>> Begin
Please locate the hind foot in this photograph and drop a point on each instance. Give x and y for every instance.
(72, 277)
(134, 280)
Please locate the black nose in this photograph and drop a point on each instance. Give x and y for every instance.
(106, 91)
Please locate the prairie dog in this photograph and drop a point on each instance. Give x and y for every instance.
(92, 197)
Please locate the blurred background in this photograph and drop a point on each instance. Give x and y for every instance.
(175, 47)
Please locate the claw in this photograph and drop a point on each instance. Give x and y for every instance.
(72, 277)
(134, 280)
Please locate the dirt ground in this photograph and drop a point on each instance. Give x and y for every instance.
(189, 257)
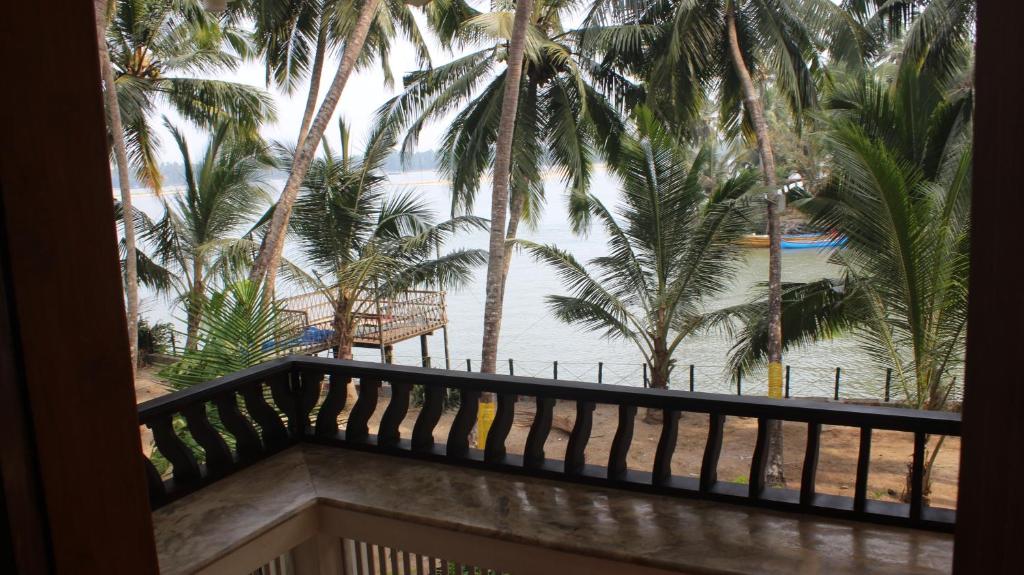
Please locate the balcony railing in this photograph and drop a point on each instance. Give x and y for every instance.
(250, 415)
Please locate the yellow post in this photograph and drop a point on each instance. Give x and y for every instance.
(484, 416)
(775, 380)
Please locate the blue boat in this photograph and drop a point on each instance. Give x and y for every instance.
(812, 241)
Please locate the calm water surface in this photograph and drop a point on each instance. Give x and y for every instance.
(535, 339)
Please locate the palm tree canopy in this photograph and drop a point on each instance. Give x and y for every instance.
(166, 51)
(288, 33)
(899, 191)
(203, 228)
(680, 48)
(360, 237)
(240, 328)
(672, 246)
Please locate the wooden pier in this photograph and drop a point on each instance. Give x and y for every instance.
(379, 322)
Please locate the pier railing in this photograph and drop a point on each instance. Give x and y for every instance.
(214, 429)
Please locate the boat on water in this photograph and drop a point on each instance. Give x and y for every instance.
(754, 240)
(796, 240)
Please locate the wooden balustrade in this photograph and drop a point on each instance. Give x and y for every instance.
(216, 428)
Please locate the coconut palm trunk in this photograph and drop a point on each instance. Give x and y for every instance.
(195, 314)
(124, 182)
(755, 108)
(500, 194)
(314, 78)
(269, 256)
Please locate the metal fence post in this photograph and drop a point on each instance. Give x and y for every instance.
(889, 382)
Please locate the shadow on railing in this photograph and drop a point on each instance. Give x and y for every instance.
(246, 416)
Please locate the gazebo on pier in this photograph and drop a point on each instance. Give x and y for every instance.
(380, 322)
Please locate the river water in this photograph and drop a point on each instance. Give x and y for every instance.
(535, 339)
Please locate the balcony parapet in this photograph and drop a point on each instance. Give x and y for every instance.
(245, 417)
(352, 512)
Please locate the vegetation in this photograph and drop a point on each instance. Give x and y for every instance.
(367, 245)
(239, 329)
(672, 246)
(202, 232)
(899, 191)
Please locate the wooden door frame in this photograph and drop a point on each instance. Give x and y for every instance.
(75, 498)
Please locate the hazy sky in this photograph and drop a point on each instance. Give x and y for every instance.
(365, 92)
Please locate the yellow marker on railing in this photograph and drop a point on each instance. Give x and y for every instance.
(484, 416)
(775, 380)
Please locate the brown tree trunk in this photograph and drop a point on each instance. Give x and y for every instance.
(314, 78)
(500, 194)
(124, 182)
(515, 216)
(269, 255)
(659, 363)
(307, 117)
(753, 105)
(343, 327)
(195, 314)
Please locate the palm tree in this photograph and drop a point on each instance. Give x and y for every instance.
(367, 244)
(562, 118)
(121, 158)
(202, 234)
(379, 15)
(689, 49)
(672, 247)
(148, 272)
(899, 191)
(296, 37)
(239, 329)
(165, 52)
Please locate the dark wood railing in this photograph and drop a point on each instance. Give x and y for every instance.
(246, 416)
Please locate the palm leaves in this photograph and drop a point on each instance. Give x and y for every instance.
(671, 245)
(240, 328)
(160, 49)
(563, 117)
(900, 192)
(366, 244)
(201, 233)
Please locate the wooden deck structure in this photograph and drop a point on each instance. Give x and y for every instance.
(380, 322)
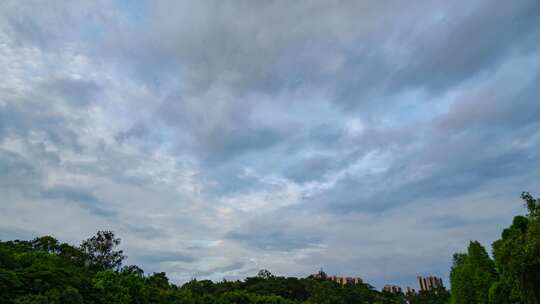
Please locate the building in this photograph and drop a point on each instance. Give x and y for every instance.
(429, 283)
(345, 280)
(340, 280)
(409, 290)
(392, 288)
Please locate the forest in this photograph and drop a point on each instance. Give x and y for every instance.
(45, 270)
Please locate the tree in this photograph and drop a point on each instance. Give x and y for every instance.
(100, 250)
(472, 275)
(264, 274)
(517, 256)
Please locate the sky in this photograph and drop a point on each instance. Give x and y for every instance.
(217, 138)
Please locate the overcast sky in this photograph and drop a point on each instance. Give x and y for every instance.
(216, 138)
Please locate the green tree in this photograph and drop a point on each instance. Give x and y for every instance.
(517, 257)
(100, 249)
(472, 275)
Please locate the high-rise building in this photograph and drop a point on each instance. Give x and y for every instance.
(392, 288)
(339, 280)
(428, 283)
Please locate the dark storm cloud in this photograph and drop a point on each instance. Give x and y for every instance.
(79, 196)
(246, 130)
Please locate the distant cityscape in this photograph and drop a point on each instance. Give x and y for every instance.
(424, 283)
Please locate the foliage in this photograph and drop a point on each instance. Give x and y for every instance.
(45, 271)
(513, 276)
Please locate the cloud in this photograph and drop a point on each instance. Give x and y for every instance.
(228, 137)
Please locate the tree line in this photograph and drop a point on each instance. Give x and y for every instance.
(512, 276)
(45, 271)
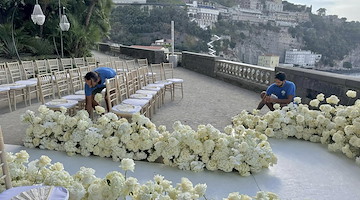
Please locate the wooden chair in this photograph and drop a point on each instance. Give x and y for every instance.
(124, 94)
(41, 66)
(168, 73)
(28, 70)
(142, 62)
(53, 65)
(130, 64)
(4, 90)
(16, 71)
(120, 67)
(62, 80)
(76, 81)
(79, 62)
(113, 97)
(17, 89)
(46, 89)
(3, 163)
(66, 63)
(90, 61)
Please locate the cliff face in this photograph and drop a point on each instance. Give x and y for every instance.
(263, 42)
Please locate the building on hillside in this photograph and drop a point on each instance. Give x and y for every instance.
(204, 15)
(274, 6)
(251, 16)
(268, 61)
(301, 58)
(162, 42)
(129, 1)
(250, 4)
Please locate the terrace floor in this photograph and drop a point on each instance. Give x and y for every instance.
(304, 171)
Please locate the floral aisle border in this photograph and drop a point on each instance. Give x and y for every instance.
(85, 185)
(185, 148)
(338, 126)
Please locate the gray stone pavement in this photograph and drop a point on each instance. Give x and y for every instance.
(206, 101)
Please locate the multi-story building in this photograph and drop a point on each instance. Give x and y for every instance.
(301, 58)
(250, 4)
(268, 61)
(252, 16)
(274, 6)
(129, 1)
(204, 15)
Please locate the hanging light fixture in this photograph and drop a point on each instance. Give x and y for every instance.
(64, 22)
(38, 16)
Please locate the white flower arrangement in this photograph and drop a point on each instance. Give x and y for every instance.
(98, 98)
(184, 148)
(84, 185)
(351, 93)
(337, 126)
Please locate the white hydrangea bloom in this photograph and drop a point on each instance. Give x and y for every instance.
(351, 93)
(98, 98)
(333, 99)
(99, 110)
(320, 97)
(127, 164)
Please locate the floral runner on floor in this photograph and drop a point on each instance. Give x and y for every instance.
(243, 147)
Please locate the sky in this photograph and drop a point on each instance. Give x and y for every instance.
(343, 8)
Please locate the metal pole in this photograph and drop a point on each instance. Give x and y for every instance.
(61, 41)
(172, 38)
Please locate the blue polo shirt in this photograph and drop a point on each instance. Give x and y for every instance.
(104, 73)
(282, 92)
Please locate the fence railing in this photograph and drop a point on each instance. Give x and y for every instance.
(256, 74)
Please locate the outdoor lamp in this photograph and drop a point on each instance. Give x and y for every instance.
(64, 23)
(38, 16)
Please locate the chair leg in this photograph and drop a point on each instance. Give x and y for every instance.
>> End
Please reproduce the listing word for word from the line containing "Please locate the fence" down to its final line, including both of those lines.

* **RESULT OF THE TASK**:
Please locate the fence railing in this photograph and drop a point on each instance. Give x and y for every instance.
(256, 74)
Please locate the outdoor lamp in this photograph and drop a point on each instance. Give x and y for every instance.
(64, 23)
(38, 16)
Please locate the chair leg in this photograph and drop a point on each instance. Give x and y for every instance.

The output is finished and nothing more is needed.